* **RECORD EXTRACTS**:
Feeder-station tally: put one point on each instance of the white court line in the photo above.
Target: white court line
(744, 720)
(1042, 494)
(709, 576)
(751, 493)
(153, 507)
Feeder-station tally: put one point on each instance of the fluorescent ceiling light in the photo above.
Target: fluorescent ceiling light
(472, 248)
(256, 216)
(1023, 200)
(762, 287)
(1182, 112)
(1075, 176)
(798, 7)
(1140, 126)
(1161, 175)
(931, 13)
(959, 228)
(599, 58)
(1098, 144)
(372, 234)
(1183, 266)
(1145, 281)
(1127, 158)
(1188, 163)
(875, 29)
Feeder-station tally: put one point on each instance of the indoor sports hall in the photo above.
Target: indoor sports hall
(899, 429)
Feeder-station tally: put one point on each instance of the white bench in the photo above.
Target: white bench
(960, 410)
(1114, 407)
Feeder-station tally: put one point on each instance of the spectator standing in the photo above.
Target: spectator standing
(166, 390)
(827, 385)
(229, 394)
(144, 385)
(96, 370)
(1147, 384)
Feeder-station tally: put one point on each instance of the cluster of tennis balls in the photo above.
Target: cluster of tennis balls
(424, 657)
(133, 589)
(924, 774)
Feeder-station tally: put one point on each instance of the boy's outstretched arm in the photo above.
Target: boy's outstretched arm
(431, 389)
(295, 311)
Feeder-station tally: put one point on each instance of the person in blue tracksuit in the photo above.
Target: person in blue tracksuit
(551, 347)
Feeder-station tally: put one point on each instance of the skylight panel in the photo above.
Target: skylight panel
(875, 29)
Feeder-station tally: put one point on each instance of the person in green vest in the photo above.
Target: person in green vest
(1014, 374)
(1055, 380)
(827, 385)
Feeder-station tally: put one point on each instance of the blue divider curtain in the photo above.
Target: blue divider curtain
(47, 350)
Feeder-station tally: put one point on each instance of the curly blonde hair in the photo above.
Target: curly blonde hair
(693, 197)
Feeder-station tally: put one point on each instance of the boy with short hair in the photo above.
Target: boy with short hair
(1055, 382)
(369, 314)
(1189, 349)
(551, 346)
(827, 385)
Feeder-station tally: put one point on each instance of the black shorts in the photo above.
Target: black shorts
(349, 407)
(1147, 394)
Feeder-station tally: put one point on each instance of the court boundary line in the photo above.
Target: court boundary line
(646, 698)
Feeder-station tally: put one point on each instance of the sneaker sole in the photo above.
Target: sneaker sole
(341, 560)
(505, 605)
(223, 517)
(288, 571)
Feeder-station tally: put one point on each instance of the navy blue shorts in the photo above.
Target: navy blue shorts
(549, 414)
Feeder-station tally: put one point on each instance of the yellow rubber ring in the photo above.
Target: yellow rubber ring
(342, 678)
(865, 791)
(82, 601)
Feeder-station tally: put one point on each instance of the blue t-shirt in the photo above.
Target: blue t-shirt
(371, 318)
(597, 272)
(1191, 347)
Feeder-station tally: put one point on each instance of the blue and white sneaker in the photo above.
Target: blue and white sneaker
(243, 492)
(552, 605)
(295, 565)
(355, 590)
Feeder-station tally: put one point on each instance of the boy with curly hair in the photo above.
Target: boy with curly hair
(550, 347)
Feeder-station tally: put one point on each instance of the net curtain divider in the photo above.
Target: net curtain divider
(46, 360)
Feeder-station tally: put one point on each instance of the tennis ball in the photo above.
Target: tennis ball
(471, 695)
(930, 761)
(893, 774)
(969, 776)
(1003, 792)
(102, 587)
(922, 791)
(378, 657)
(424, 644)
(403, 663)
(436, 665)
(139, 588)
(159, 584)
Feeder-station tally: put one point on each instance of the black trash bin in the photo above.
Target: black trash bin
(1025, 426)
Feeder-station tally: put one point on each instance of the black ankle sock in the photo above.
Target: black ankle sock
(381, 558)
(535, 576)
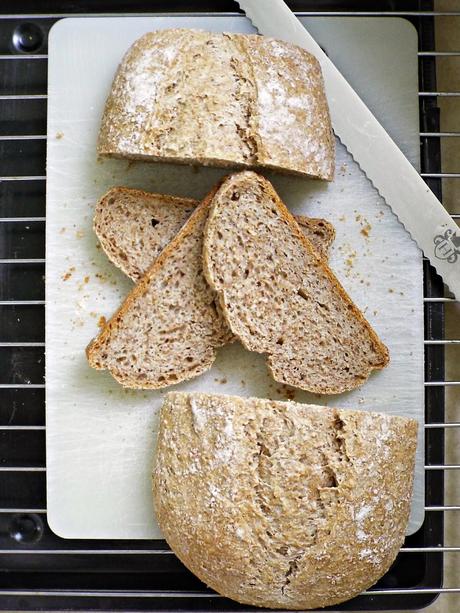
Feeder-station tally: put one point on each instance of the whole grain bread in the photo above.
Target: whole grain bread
(168, 328)
(195, 97)
(278, 297)
(134, 226)
(280, 504)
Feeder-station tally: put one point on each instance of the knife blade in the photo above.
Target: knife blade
(388, 169)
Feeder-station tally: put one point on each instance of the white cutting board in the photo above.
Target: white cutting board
(100, 438)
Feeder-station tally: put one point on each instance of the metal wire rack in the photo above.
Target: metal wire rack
(38, 570)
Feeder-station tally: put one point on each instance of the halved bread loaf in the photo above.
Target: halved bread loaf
(279, 297)
(168, 328)
(133, 227)
(195, 97)
(281, 504)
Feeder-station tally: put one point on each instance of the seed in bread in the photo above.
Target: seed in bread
(133, 227)
(279, 298)
(168, 328)
(280, 504)
(195, 97)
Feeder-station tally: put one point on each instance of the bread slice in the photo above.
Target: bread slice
(245, 101)
(168, 328)
(133, 227)
(279, 297)
(281, 504)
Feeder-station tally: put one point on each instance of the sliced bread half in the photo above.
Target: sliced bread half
(134, 226)
(278, 297)
(168, 328)
(282, 504)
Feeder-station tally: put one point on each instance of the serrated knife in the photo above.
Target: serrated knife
(391, 173)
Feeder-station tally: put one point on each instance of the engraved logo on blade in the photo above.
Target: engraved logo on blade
(447, 246)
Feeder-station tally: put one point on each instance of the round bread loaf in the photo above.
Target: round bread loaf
(235, 100)
(280, 504)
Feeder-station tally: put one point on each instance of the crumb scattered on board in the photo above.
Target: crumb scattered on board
(66, 276)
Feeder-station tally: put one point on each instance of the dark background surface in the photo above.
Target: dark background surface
(38, 570)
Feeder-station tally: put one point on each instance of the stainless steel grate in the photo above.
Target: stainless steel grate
(38, 569)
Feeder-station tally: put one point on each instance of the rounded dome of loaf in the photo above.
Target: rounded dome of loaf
(280, 504)
(231, 100)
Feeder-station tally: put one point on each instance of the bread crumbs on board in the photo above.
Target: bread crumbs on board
(66, 276)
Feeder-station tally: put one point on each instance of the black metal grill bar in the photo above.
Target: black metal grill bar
(16, 96)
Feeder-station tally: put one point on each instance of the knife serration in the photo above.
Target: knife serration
(381, 160)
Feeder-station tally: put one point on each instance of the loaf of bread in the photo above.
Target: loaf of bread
(195, 97)
(280, 504)
(133, 227)
(168, 328)
(278, 297)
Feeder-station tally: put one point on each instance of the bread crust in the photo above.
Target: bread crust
(213, 266)
(279, 504)
(244, 101)
(217, 333)
(122, 225)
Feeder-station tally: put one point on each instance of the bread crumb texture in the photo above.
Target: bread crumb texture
(134, 226)
(280, 504)
(279, 298)
(219, 99)
(168, 328)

* **EXERCISE OBJECTIVE**: Drop the pictures; repeat each entry above exactly.

* **SOLUTION FOR THIS TASK**:
Feeder-station tally: put one point on each instance of the white court line in the photo above.
Target: white court line
(744, 720)
(1042, 494)
(709, 576)
(751, 493)
(153, 507)
Feeder-station tally: put one point on each instance of the fluorescent ceiling light in the photo above.
Target: fluorescent ceiling light
(472, 248)
(256, 216)
(1023, 200)
(762, 287)
(1182, 112)
(1075, 176)
(798, 7)
(1140, 126)
(1161, 175)
(931, 13)
(959, 228)
(599, 58)
(1098, 144)
(372, 234)
(1183, 266)
(1145, 281)
(1127, 158)
(1188, 163)
(875, 29)
Feeder-station tally: put one point on each instance of the indoor sports hall in the photo above.
Target: indoor sports hall
(899, 429)
Feeder-station tally: put one point on each instance of the white bench in the photo above.
Target: white bench
(960, 410)
(1114, 407)
Feeder-station tally: put one point on each instance of the spectator standing in the photo above.
Target: spectator standing
(166, 390)
(827, 385)
(229, 394)
(144, 385)
(96, 370)
(1147, 384)
Feeder-station tally: put one point on each instance of the cluster of tennis balls in the photo above.
Target: cluster of tennis balls
(424, 657)
(133, 589)
(924, 774)
Feeder-station tally: put one point on each instance of the boy's outstretched arm in the photo above.
Target: boy's outstretched arm
(431, 389)
(295, 311)
Feeder-station tally: put one point on each instance of the person in blue tracksuit in the photo above.
Target: person in blue tracksuit
(551, 347)
Feeder-station tally: put one point on each instance of the skylight panel in the photo above.
Target: skylight panel
(875, 29)
Feeder-station tally: put one point on each instance of the person in green vest in the photo above.
Target: person in green vest
(1014, 374)
(1055, 380)
(827, 385)
Feeder-station tally: put one point on each instance of the blue divider curtain in the photo above.
Target: blue divider curtain
(47, 350)
Feeder-station tally: put one point on each instance of the curly blonde hair in the photo above.
Target: curly blonde hair
(693, 197)
Feeder-station tally: put one point on each instance of the boy with short hair in the photo above.
Target: boy with short hair
(1055, 382)
(369, 314)
(1189, 349)
(551, 346)
(827, 385)
Feeder-station tally: put one point on each instance of the black shorts in the photo above.
Target: black shorts
(349, 407)
(1147, 394)
Feeder-station tally: put one point on each instance of the court boundary line in the photo above.
Target: court boundary line
(646, 698)
Feeder-station tally: put one point on each instance of the sneaker sole in the photo above.
Target: sneaker sole
(341, 560)
(505, 605)
(223, 517)
(288, 571)
Feeder-station tally: put one point on each instance of the navy blue shorts in the photo above.
Target: navy blue shorts
(549, 414)
Feeder-station tally: put one point on each instance of the yellow rubber ring in the photo above.
Target: yellow rubber ring
(342, 678)
(865, 791)
(82, 601)
Feeder-station tally: put one point on each instance of the blue t-shirt in the photo above.
Target: blue t-shirt
(371, 318)
(597, 272)
(1191, 347)
Feeder-station tally: put one point on each instance of the blue and white sneaker in the photo above.
Target: blue and white sneaker
(243, 492)
(552, 605)
(295, 565)
(355, 590)
Feeder-station tally: put one point on each instance of the boy with curly hair in the photo above.
Target: boy with curly hair
(550, 347)
Feeder-station tally: put one point on each instance of the net curtain divider in the photo above.
Target: net curtain divider
(46, 360)
Feeder-station tally: put one point on each instance of the tennis ball in the photo above.
Target: tennis ball
(471, 695)
(930, 761)
(893, 774)
(969, 776)
(1003, 792)
(102, 587)
(922, 791)
(378, 657)
(424, 644)
(403, 663)
(436, 665)
(139, 588)
(159, 584)
Feeder-station tally: put one point on each instance of the black trash bin in the photo above.
Target: black trash bin
(1025, 426)
Feeder-station tally: put one point on each instance of the black ankle sock in the photo above.
Target: black ankle sock
(381, 558)
(535, 576)
Feeder-station tally: put one point on each instance of the whole grain bread in the photo above.
Target: whole grain bread
(168, 328)
(195, 97)
(278, 297)
(134, 226)
(280, 504)
Feeder-station tally: put one point on each instance of the knife blade in the photo above.
Target: knife blade
(388, 169)
Feeder-station tally: put one point on each instance of the white cutting board in the photo above.
Target: white cutting board
(100, 438)
Feeder-station tally: put one point on each instance of the metal wire rack in the photo above.
Target: metal wire rack
(38, 570)
Feeder-station tally: put one point on each instance of the halved bread loaf in the photo above.
Target: halved bread loaf
(279, 297)
(168, 328)
(133, 227)
(195, 97)
(281, 504)
Feeder-station tally: put one point on each instance of the seed in bread in the photo above.
Target: seed in bread
(133, 227)
(279, 298)
(168, 328)
(280, 504)
(195, 97)
Feeder-station tally: put one point on each instance of the bread slice in the photo above.
Target: bread slice
(245, 101)
(168, 328)
(133, 227)
(279, 297)
(281, 504)
Feeder-station tally: put one point on each instance of the sliced bread half in the photo above.
Target: sliced bread half
(134, 226)
(278, 297)
(168, 328)
(282, 504)
Feeder-station tally: put one point on each instance of the serrated knife in the photo above.
Target: serrated knife
(391, 173)
Feeder-station tally: put one point on each instance of the engraved logo on blade in the photo above.
Target: engraved logo on blade
(447, 246)
Feeder-station tally: put one point on each instance of the round bread loaf in the photo above.
Target: round bread loaf
(235, 100)
(280, 504)
Feeder-station tally: put one point on each instance of the crumb scattered on board in the photo above.
Target: crumb scattered on board
(66, 276)
Feeder-station tally: put one point on each instance of the dark background surface in the photo above.
Target: dark background surface
(38, 570)
Feeder-station tally: put one point on each instance of the stainless steel grate in the photo above.
Target: stainless steel grate
(38, 569)
Feeder-station tally: put one point on each instance of the rounded dome of loaf in the photo above.
Target: rounded dome of loaf
(280, 504)
(231, 100)
Feeder-station tally: put one point on each instance of the bread crumbs on board in the photo above.
Target: bread crumbs on board
(66, 276)
Feeder-station tally: put one point on each instance of the black metal grill bar in the photo above.
Target: black metal grill bar
(16, 96)
Feeder-station tally: put one point on each instance of the knife serration in the photo above.
Target: knife serration
(381, 160)
Feeder-station tally: put one point on each instance of the loaf of bread in the photo above.
Target: loaf of bread
(195, 97)
(280, 504)
(133, 227)
(168, 328)
(278, 297)
Feeder-station tally: put one point on each instance of the bread crust in the photo above.
Target: bread crust
(213, 266)
(279, 504)
(244, 101)
(217, 333)
(122, 225)
Feeder-station tally: put one point on each instance of the bread crumb texture in the photo above.
Target: bread crumb texture
(134, 226)
(280, 504)
(279, 298)
(219, 99)
(168, 328)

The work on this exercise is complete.